DOCUMENTO DI ORIGINE:
A Cura di Valentina Busiello

La scrittrice e professoressa Giulia Notarangelo dagli occhi color “cielo-mare” – questa è stata la mia prima impressione nel conoscerla e lei mi ha confermato che il suo rapporto simbiotico con il cielo ed il mare, si evince ed è fortemente presente in tante sue poesie – ha conseguito la laurea in Lettere Moderne presso l’Università degli studi di Bari ed è stata per lunghi anni docente di Lettere nelle Scuole medie. Dallo spirito eclettico, è un vulcano di idee e passioni che ha trasmesso ai giovani soprattutto attraverso l’amore per la cultura e la poesia.
Nata nella splendida città di Bari, dove il mare è uno scenario incantevole, ha pubblicato in diverse antologie curate dai “Poeti della Vallisa”, prima di decidersi a pubblicare da sola.

[Record di puntamento a oggetti nominati]
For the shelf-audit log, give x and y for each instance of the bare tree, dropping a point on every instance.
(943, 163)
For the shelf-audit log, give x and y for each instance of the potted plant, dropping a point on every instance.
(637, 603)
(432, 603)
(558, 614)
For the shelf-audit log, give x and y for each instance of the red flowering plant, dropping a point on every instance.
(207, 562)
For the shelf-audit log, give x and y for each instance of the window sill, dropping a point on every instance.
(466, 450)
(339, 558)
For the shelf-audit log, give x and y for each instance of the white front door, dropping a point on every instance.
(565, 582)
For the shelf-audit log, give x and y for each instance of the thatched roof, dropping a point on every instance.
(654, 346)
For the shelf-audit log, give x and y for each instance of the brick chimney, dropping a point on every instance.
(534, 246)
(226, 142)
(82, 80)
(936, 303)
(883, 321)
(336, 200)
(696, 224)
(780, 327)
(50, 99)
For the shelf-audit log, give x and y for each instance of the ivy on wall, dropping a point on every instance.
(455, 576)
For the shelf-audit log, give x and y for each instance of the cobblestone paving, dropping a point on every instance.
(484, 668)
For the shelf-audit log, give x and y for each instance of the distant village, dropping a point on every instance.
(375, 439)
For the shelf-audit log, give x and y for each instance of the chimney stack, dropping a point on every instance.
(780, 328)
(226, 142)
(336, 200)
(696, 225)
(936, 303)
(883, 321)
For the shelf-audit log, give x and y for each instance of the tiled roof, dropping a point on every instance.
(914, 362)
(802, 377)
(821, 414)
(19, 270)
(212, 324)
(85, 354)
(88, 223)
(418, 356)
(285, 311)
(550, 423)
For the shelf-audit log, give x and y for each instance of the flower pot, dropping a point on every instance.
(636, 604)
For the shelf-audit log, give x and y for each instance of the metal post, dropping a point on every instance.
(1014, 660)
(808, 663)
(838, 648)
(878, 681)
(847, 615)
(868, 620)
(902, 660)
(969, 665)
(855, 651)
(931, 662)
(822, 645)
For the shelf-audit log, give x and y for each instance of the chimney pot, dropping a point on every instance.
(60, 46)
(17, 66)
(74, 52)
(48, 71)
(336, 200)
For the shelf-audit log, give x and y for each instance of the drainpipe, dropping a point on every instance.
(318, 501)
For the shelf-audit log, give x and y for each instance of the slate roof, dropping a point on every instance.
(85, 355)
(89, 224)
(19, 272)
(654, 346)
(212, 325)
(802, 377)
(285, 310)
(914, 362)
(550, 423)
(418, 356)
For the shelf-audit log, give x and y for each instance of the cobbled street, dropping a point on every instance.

CONSEGNA 1: Riproduci senza modifiche il passo del profilo di Giulia Notarangelo che si apre con le parole contenenti "Nata nella splendida" e si chiude con "pubblicare da sola.".
CONSEGNA 2: Prosegui il profilo di Giulia Notarangelo a partire dal punto in cui termina.

RISULTATO ATTESO 1:
Nata nella splendida città di Bari, dove il mare è uno scenario incantevole, ha pubblicato in diverse antologie curate dai “Poeti della Vallisa”, prima di decidersi a pubblicare da sola.

RISULTATO ATTESO 2:
Un incontro, il nostro, che nasce dall’empatia tra intervistata e intervistatrice, a cui la poetessa ha donato l’ultimo numero della rivista letteraria “La Vallisa” (di cui è attualmente redattrice) insieme all’ultimo “figlio di carta”, la silloge dal titolo “QUEL CHE RESTA” della casa editrice Tabula Fati, Chieti 2021, che proprio in questi giorni ha vinto il premio 2022 per l’editoria abruzzese, riservato ad autori non abruzzesi.
Ecco come le piace raccontarsi:
Radionauta non per caso, ama pro-porre e proporsi.
Eclettica, albivaga, sognatrice, ama il mare, ne scruta gli abiti e gli umori tutto l’anno.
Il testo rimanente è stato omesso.